══ Extracted records ══

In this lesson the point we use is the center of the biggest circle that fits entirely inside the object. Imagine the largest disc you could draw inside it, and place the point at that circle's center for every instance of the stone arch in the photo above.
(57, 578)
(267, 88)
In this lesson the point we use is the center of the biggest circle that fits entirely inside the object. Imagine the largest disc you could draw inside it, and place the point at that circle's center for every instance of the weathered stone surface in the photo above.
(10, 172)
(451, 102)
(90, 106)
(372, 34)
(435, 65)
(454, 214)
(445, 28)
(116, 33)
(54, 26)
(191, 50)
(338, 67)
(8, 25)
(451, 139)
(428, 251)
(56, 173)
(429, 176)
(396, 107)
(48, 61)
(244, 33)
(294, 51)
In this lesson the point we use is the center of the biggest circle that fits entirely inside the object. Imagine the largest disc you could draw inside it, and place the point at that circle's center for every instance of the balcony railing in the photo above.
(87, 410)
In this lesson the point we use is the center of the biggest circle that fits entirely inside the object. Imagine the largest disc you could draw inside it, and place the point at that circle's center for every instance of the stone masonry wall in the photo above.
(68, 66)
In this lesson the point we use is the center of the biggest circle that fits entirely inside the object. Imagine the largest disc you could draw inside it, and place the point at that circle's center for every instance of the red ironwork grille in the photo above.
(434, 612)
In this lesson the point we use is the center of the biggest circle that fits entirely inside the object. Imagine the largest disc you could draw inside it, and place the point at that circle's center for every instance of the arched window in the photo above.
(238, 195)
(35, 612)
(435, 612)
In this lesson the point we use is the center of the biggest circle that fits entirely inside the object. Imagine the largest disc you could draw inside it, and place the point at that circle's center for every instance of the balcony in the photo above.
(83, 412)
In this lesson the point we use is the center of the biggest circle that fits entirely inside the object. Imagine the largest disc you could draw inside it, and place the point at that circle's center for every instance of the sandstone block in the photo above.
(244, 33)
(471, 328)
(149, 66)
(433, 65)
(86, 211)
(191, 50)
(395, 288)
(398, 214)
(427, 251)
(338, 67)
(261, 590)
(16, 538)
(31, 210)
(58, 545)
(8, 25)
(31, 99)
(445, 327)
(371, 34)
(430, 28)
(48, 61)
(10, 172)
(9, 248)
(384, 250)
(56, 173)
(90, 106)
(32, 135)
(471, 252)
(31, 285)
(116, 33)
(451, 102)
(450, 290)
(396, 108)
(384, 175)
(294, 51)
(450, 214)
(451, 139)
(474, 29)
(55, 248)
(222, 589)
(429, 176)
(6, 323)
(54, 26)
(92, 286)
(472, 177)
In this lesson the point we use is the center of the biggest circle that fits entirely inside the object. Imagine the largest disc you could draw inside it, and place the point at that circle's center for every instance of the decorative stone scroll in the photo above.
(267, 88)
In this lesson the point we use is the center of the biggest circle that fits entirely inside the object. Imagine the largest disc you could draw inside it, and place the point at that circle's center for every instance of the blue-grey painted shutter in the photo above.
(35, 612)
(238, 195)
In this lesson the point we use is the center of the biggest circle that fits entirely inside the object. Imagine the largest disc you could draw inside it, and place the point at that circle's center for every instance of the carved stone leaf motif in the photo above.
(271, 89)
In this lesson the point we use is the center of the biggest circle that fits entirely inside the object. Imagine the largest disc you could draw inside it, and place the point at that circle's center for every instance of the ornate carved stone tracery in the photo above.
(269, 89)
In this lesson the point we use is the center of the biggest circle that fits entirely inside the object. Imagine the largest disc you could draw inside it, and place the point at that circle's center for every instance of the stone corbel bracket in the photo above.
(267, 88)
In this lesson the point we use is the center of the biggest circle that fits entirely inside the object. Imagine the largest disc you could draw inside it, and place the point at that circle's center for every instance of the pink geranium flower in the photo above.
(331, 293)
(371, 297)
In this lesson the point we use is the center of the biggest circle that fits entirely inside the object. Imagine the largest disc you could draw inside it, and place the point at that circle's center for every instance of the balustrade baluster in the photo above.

═══
══ Extracted records ══

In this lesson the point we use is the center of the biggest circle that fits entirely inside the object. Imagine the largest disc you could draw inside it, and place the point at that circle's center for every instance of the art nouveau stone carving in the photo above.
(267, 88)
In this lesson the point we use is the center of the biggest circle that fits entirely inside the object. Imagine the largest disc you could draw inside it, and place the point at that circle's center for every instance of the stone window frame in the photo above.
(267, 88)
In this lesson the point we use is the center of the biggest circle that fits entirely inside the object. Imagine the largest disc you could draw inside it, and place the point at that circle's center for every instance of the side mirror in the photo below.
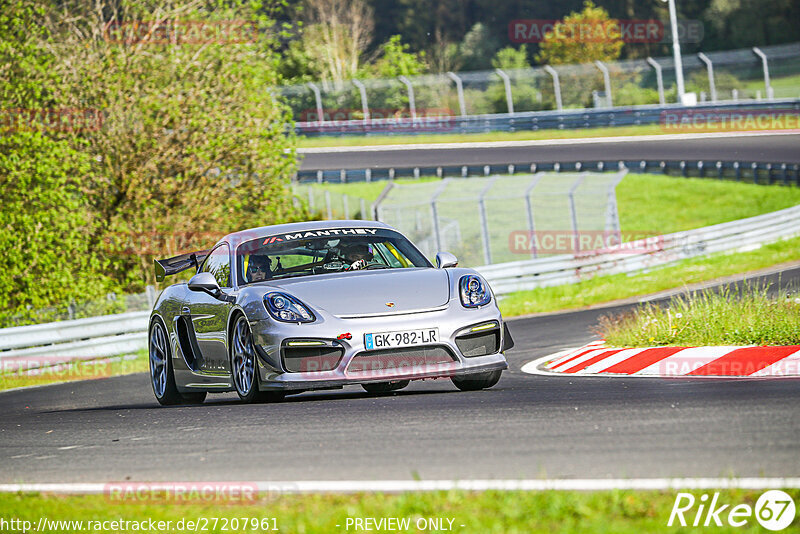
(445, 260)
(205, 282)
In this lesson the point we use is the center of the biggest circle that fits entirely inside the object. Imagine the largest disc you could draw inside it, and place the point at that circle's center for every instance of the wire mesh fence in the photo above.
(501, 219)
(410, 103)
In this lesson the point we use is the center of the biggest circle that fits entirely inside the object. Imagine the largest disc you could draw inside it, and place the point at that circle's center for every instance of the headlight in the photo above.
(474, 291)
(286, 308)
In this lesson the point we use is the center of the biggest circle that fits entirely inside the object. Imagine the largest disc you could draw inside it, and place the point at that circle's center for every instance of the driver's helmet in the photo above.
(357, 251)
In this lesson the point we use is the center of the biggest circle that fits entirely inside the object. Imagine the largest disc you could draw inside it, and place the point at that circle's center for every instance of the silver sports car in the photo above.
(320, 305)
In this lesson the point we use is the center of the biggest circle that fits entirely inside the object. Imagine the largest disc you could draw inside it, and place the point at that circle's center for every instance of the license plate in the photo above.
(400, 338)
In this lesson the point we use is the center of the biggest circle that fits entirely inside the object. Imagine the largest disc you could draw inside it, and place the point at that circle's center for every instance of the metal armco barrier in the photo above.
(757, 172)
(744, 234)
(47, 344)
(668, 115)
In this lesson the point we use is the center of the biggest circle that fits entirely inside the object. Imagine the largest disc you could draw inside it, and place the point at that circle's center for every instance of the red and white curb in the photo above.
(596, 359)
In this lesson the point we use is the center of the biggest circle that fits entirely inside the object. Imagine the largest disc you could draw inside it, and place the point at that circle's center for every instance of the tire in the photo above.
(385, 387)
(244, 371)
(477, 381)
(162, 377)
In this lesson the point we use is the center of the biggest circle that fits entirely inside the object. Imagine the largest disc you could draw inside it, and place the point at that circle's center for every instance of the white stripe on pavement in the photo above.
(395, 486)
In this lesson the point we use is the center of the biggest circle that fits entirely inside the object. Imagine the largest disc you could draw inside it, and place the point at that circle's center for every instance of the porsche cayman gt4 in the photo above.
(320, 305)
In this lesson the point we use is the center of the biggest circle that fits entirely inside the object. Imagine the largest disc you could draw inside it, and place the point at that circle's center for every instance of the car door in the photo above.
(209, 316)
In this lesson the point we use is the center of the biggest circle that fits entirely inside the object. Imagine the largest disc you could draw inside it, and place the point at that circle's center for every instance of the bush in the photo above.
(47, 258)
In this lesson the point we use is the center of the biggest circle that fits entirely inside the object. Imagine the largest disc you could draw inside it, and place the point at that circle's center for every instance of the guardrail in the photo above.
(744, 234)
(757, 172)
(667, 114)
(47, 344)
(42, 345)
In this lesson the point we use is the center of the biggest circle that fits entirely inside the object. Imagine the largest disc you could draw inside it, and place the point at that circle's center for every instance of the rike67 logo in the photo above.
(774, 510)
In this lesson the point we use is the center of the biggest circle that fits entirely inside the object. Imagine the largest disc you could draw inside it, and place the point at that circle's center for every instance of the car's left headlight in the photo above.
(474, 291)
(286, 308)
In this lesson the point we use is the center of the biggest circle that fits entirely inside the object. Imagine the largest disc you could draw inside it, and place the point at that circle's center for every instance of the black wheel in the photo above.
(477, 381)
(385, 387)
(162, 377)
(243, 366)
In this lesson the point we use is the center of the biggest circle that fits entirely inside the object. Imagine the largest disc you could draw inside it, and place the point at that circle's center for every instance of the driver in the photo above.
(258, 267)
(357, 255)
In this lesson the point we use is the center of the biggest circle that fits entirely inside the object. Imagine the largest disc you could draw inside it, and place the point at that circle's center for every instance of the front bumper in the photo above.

═══
══ Extracted records ══

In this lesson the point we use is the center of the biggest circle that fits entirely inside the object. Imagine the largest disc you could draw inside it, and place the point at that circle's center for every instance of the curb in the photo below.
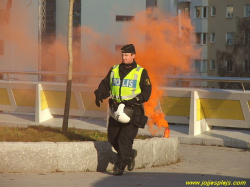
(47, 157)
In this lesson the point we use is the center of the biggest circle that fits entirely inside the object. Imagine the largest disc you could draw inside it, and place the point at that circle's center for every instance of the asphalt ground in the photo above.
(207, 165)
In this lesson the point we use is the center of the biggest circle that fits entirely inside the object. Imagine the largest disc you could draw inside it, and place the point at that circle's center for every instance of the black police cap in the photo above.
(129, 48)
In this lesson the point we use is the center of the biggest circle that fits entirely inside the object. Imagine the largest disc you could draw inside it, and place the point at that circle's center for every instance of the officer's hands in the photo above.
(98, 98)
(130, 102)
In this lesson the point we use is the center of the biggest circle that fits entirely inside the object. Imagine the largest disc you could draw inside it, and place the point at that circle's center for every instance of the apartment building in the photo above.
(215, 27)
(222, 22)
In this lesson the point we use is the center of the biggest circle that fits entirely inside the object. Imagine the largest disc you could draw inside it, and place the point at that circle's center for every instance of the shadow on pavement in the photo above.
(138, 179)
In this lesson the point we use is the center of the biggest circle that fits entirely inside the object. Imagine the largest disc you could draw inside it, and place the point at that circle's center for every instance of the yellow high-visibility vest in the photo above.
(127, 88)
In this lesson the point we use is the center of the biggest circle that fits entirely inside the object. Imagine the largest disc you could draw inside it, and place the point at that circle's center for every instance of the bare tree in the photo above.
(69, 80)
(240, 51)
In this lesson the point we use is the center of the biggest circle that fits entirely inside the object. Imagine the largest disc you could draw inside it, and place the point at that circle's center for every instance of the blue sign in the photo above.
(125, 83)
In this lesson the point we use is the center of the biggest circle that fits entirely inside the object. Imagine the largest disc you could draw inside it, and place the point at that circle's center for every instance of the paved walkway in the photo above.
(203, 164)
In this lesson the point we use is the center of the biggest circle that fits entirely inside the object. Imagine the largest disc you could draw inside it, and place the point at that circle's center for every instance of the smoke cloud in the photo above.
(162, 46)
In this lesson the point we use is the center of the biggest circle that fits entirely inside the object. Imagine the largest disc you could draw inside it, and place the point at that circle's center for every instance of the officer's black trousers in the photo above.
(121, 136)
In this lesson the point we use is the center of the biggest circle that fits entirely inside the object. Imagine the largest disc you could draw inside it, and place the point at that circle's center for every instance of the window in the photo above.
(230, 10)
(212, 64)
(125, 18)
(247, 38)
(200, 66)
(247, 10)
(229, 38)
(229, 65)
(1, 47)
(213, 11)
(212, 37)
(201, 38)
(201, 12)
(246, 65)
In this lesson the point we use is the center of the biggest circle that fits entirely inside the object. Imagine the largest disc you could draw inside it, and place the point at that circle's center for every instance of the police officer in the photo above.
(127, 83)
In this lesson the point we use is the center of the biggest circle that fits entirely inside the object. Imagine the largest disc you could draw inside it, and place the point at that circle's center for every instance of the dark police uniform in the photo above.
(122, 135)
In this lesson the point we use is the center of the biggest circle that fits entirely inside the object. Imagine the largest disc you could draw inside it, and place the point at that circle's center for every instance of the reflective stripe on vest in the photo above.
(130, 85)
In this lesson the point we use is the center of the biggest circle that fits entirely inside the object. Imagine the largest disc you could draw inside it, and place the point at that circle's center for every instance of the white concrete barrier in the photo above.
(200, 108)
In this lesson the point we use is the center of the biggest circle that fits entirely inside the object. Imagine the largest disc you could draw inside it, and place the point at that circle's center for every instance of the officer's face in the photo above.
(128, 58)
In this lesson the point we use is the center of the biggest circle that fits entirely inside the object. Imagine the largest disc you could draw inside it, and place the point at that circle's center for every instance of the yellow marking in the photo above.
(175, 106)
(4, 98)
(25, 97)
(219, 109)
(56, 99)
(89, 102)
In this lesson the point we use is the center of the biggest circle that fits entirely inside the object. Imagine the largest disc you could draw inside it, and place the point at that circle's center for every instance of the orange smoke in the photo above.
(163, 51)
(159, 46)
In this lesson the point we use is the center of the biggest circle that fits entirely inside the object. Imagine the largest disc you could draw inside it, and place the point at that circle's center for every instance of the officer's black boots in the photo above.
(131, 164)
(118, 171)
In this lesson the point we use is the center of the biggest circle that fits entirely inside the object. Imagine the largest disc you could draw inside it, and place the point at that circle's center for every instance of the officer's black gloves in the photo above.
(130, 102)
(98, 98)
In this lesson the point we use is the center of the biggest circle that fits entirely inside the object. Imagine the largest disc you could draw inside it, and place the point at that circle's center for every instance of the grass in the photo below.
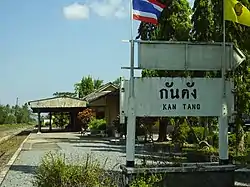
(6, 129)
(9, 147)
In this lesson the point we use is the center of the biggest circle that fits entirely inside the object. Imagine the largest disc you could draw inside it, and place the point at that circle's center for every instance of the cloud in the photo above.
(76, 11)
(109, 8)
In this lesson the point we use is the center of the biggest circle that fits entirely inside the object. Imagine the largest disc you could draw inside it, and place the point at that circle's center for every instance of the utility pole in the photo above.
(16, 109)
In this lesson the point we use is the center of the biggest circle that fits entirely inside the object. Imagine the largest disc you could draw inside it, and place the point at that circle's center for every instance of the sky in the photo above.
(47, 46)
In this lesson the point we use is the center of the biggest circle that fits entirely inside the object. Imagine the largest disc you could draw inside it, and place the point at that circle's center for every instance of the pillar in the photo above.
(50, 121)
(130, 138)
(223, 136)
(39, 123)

═══

> _Task to complete_:
Could you transcribe the entries above word for word, from the line with "bracket in the photo above." down to the line with "baluster in the photo above.", keeping both?

> _Result_:
In this lesson the point we use is the center of the biggest circle that fits entirely inside the object. Imagine the largest disc you could draw inside it, and place the point at that circle's center for every instance of the stone corbel bracket in the photo above.
(267, 88)
In this lesson the point we use is the center of the biggest circle that fits entirely inside the object. Imagine the largest disc you could draw inside it, and place the point at that circle's center for every instance of the pink geranium flower in the photo above.
(331, 293)
(371, 297)
In this lesson the point we use is the center of the biggest circle that fits entirely inside the object. Imagine the largest disc you could draw inside it, and place the point at that circle's center for every instance of the balustrade baluster in the photo above.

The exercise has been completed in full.